ACTIVITY LIST -
A - Using the mouse lab services passage, explain in one to three sentences why the facility cannot promise that injecting stem cells will produce chimeric mice, or that those chimeras will be germline competent.
B - Carry the mouse lab services passage further, picking up after its final sentence about the recovery rate after IVF.

(EXCERPTED PASSAGE)

Blastocyst injection

Investigator-provided ES cells are injected into the cavity of an expanded blastocyst stage embryo (CD1 or C57Bl6) and injected embryos are surgically transferred into the uterus of recipient females.

Not all ES cell clones will result in chimeric mice and not all chimeric mice will transmit the mutated allele through the germline to the next generation. The ability to generate germline transmitting chimeras is dependent on the pluripotent state of ES cells. For these reasons, we cannot guarantee that microinjections of stem cells will result in the generation of chimeric mice or that chimeric animals will be germline competent.

We have successfully generated germline competent chimeras from investigator-supplied targeted clones. We offer to inject the same ES cell clone in blastocyst stage embryos on two consecutive days to ensure enough surviving pups.

We also offer aggregation of ES cells with morula stage embryos and tetraploid complementation assays.

For full-service packages and ES stem cell work we are collaborating with the MutaMouse genome engineering unit.

We offer both cryopreservation of sperm and embryos in liquid nitrogen. This helps to save resources when strains are not actively used for research, prevents genetic drift and excludes loss of colonies in case of a disaster (infections, fire...). When required, we use in vitro fertilization and embryo transfer to revitalize the frozen samples. We also accept frozen sperm and embryos from external sources. The same in vitro techniques are used for hygienic rederivation of mouse strains to import them in SPF facilities.

Cryopreservation is a safe method for preserving healthy pre-implantation embryos or sperm that can be easily recovered to revitalize the strain at any time.

There are many reasons to consider cryopreservation of your mouse lines:

• Insurance against loss of colonies in the event of calamity.
• They are a back-up in case of reproductive failure within a colony.
• Results in significant long-term cost savings and mouse room space.
• It helps to control genetic drift
• A genetic resource for refreshing mouse lines.
• Cryopreserved stocks can be shipped to or from collaborators worldwide

Sperm cryopreservation is a simple, highly cost-effective method for cryopreservation. Although only half of the genome is preserved as frozen sperm, cryopreservation of sperm is significantly more cost-effective and faster as compared to embryo cryopreservation. This technique works well with common backgrounds like C57Bl6, CD1. We are storing more than 250 strains since 2011. The recovery of sperm from cryopreservation requires an In Vitro Fertilization (IVF) procedure. Our recovery rate after IVF is 94%.

(End EXCERPTED PASSAGE)
(GIVEN INFORMATION)

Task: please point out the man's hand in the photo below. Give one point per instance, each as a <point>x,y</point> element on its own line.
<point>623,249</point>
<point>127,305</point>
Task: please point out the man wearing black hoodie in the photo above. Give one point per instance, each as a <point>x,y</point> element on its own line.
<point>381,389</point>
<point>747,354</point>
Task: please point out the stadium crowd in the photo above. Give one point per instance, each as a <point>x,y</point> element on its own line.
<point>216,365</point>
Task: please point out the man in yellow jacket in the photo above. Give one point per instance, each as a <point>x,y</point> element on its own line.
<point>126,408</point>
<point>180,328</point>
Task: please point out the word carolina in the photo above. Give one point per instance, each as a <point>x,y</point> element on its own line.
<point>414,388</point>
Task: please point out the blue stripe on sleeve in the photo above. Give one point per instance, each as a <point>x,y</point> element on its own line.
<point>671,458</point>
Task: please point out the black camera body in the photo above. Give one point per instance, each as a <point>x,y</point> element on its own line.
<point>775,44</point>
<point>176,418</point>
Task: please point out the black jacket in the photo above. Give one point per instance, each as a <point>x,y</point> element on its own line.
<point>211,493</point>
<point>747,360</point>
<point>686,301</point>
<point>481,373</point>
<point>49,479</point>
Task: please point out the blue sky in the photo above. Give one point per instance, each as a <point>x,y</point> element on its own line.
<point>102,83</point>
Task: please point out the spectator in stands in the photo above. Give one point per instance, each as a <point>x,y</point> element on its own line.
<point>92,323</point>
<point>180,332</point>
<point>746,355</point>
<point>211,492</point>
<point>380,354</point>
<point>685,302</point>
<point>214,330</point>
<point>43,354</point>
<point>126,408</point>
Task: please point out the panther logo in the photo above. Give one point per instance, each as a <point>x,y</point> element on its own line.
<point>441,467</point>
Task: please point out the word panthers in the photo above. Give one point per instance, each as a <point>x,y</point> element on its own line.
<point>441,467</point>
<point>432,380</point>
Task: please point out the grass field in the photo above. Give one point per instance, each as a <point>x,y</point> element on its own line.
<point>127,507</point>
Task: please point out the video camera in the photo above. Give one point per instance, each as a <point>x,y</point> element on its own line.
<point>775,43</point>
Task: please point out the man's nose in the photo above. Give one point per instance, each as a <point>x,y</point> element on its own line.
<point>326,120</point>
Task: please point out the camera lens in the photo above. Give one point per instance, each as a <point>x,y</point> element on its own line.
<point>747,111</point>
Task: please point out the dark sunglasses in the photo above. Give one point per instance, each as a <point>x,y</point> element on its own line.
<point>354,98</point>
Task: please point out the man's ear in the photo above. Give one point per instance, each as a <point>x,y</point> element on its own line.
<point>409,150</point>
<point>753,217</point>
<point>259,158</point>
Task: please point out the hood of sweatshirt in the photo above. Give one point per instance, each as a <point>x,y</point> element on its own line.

(End GIVEN INFORMATION)

RESPONSES TO THE TASKS -
A - Not every ES cell clone gives rise to chimeric mice, and not every chimeric mouse passes the mutated allele through the germline to the next generation. Whether germline-transmitting chimeras can be made depends on the pluripotent state of the ES cells.

B -
Embryo cryopreservation is the method for preserving mouse lines with a complex genetic background.  However, due to inherent technical inefficiencies associated with the procedure and strain differences, it is more costly than sperm freezing. Some strains have low fertilization capacity and do not yield sufficient numbers of fertilized embryos. This could partially overcome by the use of IVF. Our recovery rate is 90%.

We are storing the samples divided over two LN2 containers located at two different buildings on campus.

An important variable that affects the results of mouse studies is the health status of the animals. Pathogen burdens may confound observations and obscure underlying mechanisms. Embryo transfer is the golden standard to obtain specific pathogen-free mice.

 Fresh embryos, embryos obtained by In Vitro Fertilization techniques or thawed embryos are subjected to extensive washing procedures and then surgically re-implanted into pathogen-free pseudo pregnant females. The resulting pups will be housed in the Q-zone and will be tested for the absence of pathogens at the age of 8 weeks before sending them to your colony.

The recovery of sperm from cryopreservation requires an IVF procedure. This procedure is typically performed using wildtype oocytes. If desired we can use female animals from an investigator's personal colony. Mouse strains can vary in their sensitivity to superovulation, which can result in low oocyte numbers.

The Mouse Expertise Unit collaborates with The Laboratory Animal Center for Caesarian rederivation. Depending on the initial health status of your strain, Caesarian rederivation is more cost-effective and faster as compared to embryo rederivation.